*TEXT BLOCK:*

┏━━

# Brown algae



## RogueWarrior (Dec 23, 2017)

I need some major help, I have a 40 gallon breeder that has been setup for around 2 years. Around 3 months ago a brown algae outbreak started and its just gotten out of hand now. I do a water change around every 5 days and its back a couple days after. I have 4 yoyo loaches, a couple cory cats, and a rhino pleco. They don't seem to clean it up at all. I just started running co2 for a couple plants that are in there, I want to get it to a nice planted tank status. Any ideas on how to kick it?


----------



## Illion (Aug 24, 2017)

*Algae*

Well I'm pretty new to the forum. And I'll say hello! And others should be along to welcome you soon.

I also have 40Breeder. And, I have a brown algae taking hold on the back glass, and on some of the décor. 

I believe It's not something that will go away by doing nothing. It's doubled in the day.. I bet if I had a microscope I could watch it grow..:surprise:

I'm using Seachem Stability, and Matrix bio, but I have yet to use the seachem product that deals with scenarios such as algae. I'll be looking into it a bit after I scrape the glass, and pull the effected décor out. (plug nose) 

I plan to move the décor pieces to the sink and scrub the brown off with a toothbrush. (plug nose) Maybe a spray with H202 (Hydrogen Peroxide). And then I'm throwing it back in.

┗━━

*WHAT THE TASK ASKS:* Name every kind of fish RogueWarrior says lives in the 40 gallon breeder in the brown algae thread.

*DATA SHOWN:*

┏━━

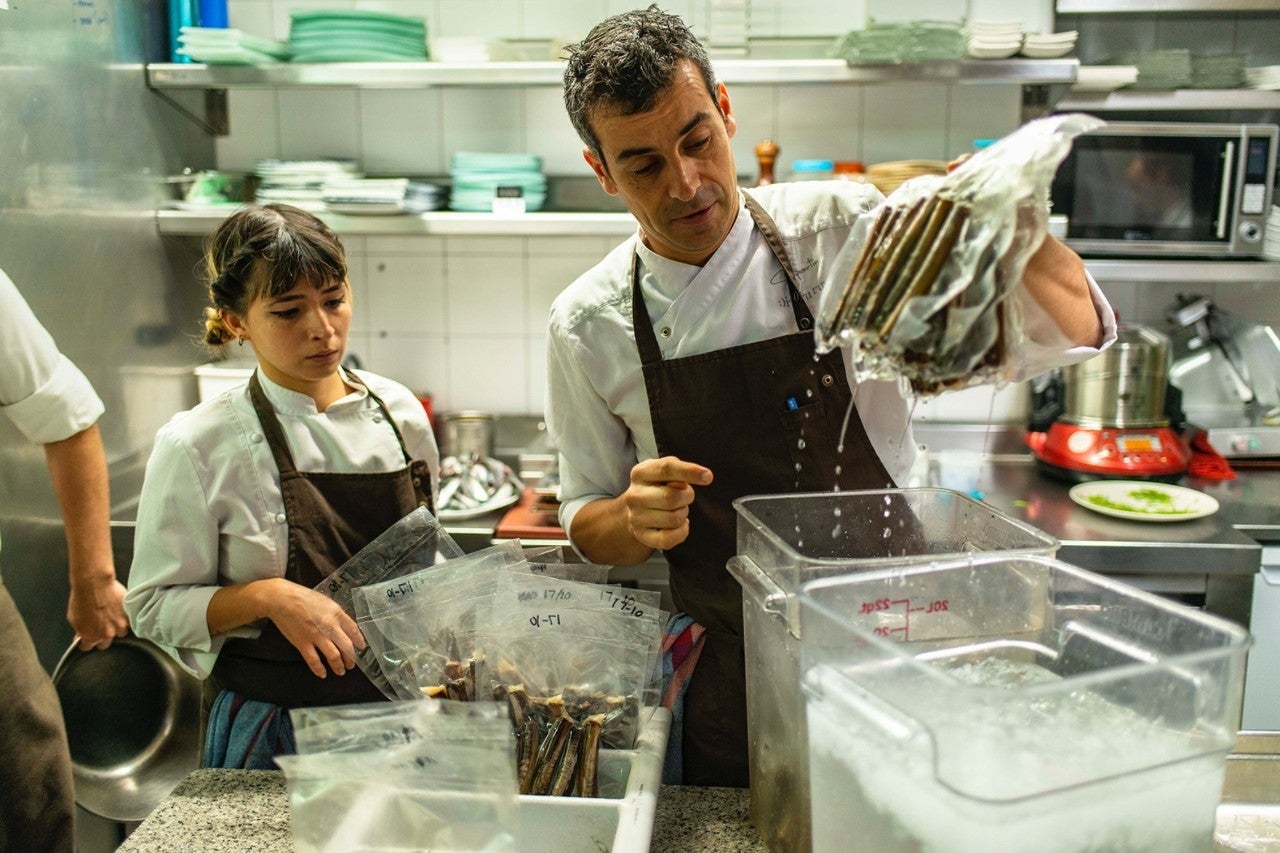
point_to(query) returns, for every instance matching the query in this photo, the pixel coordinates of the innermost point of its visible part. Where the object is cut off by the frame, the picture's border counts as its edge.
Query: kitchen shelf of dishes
(1173, 80)
(374, 49)
(503, 186)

┗━━

*ANSWER IN FULL:*
- Yoyo loaches
- Cory cats
- Rhino pleco